■ Task to carry out ■
Return every line of the data below that includes the string "target".

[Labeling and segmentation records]
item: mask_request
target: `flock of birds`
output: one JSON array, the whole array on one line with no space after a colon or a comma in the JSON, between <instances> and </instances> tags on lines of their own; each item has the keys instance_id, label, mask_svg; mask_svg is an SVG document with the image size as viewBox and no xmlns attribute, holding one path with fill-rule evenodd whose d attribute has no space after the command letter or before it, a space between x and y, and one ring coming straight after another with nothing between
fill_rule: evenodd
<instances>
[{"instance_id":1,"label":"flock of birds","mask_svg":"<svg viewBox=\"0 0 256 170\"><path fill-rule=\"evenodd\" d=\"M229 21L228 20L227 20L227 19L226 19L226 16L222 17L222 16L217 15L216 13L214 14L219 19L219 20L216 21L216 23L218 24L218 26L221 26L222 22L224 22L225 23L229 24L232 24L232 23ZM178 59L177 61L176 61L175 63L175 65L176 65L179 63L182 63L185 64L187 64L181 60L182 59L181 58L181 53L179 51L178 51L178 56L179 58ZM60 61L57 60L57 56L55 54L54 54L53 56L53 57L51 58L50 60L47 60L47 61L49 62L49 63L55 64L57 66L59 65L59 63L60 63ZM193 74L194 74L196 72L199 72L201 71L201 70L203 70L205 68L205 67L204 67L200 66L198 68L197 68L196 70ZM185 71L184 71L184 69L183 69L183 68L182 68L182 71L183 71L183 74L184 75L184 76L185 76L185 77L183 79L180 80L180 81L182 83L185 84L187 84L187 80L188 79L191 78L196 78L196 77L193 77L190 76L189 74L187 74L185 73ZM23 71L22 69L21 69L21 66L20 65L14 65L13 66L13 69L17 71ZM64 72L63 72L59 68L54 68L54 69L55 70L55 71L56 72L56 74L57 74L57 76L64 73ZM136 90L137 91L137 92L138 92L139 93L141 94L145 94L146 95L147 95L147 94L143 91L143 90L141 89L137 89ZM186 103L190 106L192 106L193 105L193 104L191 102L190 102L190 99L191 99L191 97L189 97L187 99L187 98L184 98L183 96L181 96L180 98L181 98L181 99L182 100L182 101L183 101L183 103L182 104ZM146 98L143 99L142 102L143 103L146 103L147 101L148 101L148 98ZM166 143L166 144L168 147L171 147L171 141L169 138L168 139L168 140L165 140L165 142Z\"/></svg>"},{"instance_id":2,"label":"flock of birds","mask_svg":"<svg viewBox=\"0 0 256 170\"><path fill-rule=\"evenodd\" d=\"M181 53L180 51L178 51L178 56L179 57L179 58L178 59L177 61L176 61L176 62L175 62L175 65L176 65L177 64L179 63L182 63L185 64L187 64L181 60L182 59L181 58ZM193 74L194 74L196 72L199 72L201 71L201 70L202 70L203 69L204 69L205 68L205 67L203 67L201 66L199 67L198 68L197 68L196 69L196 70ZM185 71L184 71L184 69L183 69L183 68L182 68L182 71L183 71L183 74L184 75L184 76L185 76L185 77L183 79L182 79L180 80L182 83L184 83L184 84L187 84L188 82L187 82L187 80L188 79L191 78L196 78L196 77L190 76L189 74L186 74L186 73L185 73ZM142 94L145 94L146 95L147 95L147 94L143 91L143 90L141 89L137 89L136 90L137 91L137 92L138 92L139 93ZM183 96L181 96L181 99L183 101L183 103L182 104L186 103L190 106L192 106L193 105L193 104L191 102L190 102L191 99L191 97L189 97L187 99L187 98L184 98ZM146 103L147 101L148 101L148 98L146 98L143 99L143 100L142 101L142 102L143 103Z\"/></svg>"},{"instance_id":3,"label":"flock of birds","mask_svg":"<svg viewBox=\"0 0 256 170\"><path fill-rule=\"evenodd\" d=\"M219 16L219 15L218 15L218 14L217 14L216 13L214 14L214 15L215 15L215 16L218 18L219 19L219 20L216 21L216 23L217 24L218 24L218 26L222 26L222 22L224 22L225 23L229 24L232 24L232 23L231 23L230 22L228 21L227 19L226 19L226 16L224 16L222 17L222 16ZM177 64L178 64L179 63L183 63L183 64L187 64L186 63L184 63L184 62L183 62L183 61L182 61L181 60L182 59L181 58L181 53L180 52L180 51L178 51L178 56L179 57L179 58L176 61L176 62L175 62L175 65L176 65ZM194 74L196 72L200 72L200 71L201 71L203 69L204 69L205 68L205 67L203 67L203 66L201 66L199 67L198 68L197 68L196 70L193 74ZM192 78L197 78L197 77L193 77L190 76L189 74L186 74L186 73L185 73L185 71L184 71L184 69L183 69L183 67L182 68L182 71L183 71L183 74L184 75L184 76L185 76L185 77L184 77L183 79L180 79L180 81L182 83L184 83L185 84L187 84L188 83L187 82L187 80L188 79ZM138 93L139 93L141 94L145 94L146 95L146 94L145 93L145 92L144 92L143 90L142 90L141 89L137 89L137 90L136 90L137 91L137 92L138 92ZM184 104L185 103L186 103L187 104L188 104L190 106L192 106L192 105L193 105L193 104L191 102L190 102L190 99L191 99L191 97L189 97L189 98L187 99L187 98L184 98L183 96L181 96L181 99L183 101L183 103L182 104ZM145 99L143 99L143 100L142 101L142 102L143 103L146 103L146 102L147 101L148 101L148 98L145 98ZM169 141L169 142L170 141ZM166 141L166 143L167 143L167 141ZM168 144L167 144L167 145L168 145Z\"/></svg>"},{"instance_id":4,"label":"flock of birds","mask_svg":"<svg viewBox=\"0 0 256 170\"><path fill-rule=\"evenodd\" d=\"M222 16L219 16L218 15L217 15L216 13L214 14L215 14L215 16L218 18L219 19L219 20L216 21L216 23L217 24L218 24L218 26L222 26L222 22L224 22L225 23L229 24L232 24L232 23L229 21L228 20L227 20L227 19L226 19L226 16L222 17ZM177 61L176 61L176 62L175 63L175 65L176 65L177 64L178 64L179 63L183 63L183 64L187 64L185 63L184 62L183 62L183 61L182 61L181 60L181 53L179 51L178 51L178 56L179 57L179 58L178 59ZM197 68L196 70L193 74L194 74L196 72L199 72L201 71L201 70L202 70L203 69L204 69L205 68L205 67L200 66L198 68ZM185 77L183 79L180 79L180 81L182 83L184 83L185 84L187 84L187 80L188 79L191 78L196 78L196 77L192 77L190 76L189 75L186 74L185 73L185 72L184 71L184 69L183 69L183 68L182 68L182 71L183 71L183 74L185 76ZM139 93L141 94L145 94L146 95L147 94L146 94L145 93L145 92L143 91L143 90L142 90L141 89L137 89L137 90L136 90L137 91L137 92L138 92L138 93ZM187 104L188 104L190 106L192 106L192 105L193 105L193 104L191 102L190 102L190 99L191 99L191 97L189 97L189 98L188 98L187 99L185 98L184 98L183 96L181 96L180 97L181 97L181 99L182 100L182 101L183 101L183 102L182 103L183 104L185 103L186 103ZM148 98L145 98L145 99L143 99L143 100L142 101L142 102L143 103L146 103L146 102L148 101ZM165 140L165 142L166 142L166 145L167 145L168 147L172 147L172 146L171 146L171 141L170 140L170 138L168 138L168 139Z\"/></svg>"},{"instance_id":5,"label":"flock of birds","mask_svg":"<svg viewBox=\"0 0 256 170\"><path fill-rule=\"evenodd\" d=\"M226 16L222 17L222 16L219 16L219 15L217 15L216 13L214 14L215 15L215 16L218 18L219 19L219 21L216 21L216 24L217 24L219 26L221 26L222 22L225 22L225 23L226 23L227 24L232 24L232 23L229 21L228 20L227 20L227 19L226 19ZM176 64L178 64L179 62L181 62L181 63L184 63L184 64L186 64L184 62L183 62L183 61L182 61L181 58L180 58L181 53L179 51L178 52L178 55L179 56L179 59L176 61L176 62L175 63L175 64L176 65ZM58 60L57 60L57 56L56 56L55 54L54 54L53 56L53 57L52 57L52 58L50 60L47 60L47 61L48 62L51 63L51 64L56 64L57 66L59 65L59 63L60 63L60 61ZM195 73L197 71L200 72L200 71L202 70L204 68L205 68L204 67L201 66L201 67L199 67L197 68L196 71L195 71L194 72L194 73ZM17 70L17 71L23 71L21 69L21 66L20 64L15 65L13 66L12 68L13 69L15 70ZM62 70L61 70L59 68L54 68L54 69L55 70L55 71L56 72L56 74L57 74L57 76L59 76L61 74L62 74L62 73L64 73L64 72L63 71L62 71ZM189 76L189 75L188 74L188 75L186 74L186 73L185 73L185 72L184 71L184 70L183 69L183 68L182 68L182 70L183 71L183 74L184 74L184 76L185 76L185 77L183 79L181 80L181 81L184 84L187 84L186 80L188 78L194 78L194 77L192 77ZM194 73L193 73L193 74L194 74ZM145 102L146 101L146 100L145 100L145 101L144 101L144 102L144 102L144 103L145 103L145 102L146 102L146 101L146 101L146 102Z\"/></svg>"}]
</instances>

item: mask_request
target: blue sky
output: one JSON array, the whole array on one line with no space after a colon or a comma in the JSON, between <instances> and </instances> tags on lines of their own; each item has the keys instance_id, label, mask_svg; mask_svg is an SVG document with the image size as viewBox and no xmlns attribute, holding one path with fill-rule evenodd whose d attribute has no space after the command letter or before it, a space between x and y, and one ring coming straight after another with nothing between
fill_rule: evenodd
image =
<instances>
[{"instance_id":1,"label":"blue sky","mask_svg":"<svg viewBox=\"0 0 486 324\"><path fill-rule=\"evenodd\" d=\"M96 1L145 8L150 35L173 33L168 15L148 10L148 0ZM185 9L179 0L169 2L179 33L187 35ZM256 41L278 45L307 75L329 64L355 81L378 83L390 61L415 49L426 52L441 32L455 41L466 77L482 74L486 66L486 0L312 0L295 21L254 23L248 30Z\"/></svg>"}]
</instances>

■ Task response ■
target: `flock of birds`
target: blue sky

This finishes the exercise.